* _What the exercise asks_: Copy the lines from the line with "Camera-trap review: tag the green floral" to the line with "Target: oatmeal" once more, swapping "oatmeal" for "porridge" and leaving everything else unchanged.

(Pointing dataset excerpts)
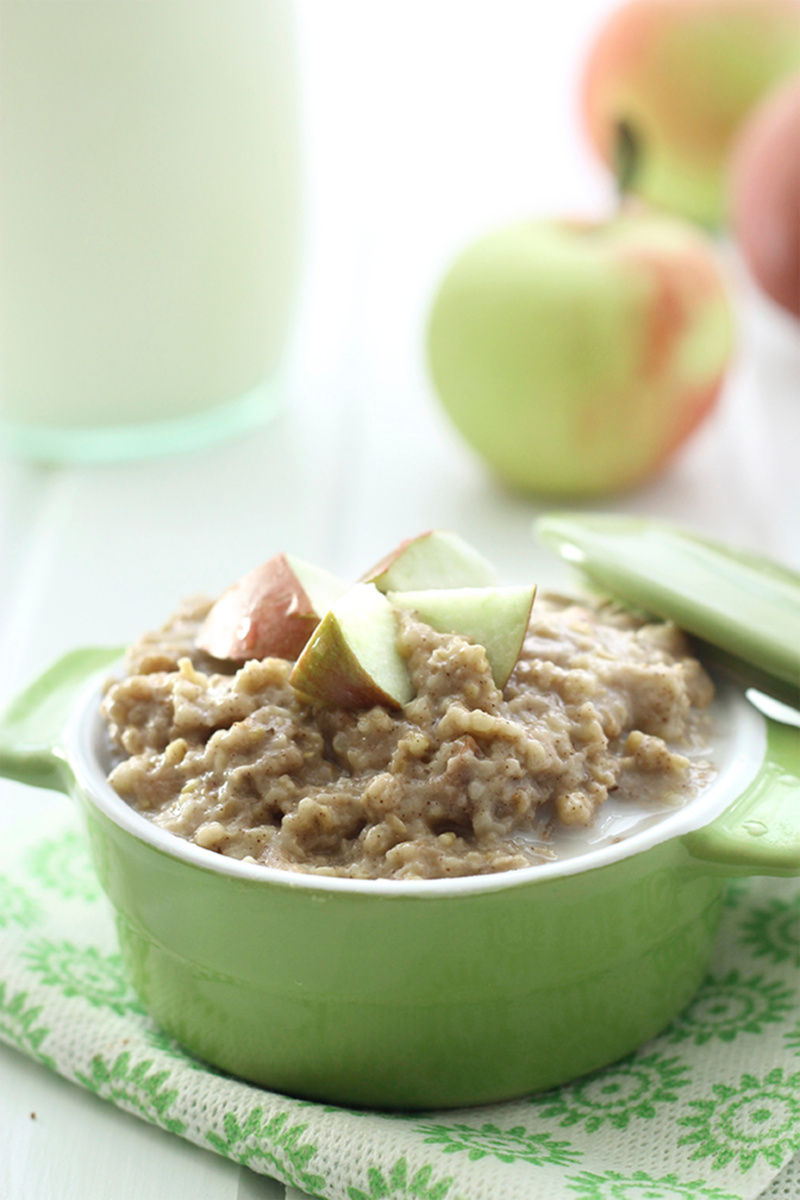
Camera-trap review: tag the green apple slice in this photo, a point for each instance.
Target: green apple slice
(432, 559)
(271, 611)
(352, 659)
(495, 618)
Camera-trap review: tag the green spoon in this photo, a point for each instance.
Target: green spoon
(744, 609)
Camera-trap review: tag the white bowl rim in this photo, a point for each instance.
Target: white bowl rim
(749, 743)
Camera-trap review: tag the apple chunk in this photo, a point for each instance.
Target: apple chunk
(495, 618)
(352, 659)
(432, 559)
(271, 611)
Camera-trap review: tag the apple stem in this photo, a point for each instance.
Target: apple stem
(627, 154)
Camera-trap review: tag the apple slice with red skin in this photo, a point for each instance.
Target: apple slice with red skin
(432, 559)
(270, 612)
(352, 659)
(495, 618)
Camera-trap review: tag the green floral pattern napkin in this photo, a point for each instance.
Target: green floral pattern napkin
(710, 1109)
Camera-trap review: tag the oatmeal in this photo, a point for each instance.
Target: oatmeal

---

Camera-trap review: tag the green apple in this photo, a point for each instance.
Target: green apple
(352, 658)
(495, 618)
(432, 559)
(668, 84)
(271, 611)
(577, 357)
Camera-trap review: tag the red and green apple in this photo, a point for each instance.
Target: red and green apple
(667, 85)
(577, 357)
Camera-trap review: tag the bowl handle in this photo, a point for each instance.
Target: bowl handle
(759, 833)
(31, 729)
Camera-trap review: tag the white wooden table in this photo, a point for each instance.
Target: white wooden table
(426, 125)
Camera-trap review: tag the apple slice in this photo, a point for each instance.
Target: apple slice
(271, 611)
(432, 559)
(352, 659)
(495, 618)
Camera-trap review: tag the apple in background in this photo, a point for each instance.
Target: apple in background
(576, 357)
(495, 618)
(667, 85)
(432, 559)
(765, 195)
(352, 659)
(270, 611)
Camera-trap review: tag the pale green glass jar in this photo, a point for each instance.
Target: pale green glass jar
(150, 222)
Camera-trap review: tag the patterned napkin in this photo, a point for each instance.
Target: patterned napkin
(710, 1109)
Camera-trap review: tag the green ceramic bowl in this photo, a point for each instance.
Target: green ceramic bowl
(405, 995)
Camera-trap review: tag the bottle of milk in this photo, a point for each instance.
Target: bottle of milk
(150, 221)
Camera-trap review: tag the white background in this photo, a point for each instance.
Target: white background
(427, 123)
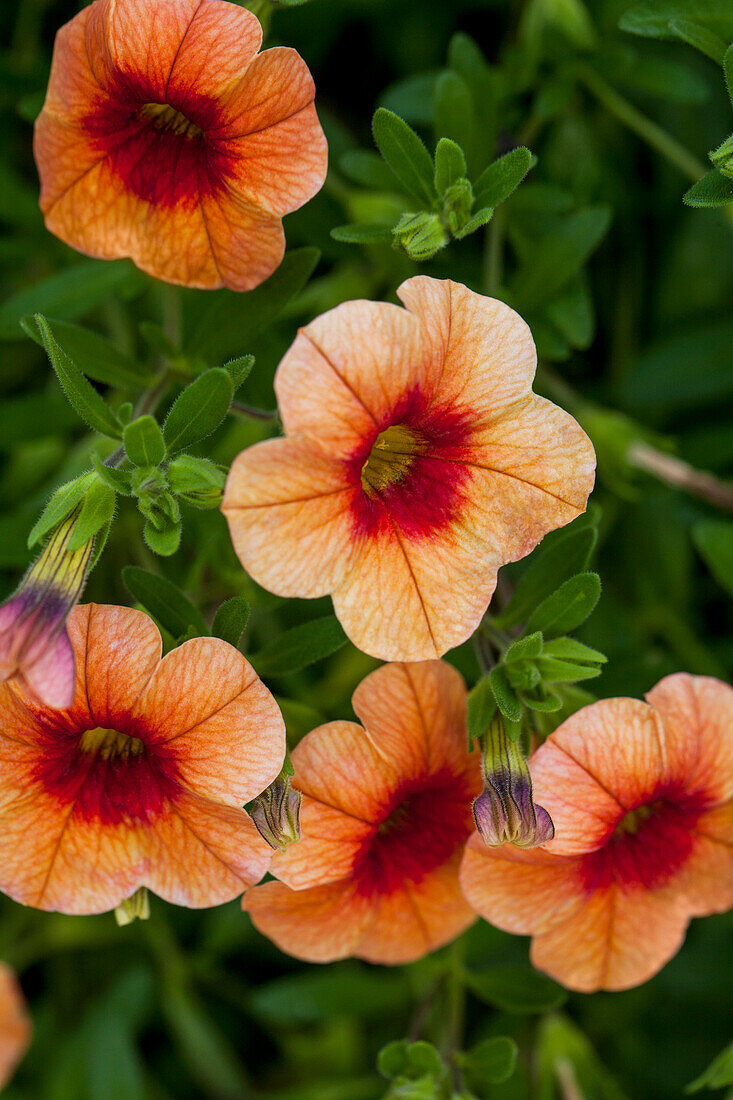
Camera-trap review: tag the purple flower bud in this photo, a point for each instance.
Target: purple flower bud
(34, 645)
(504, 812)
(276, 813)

* _Finished task_:
Camera-trap review: tag the green floral pattern napkin in this photo, a point for each instance.
Target: green floral pattern napkin
(710, 1109)
Camera-trap review: tag the porridge in this photo, a point for each instance.
Target: porridge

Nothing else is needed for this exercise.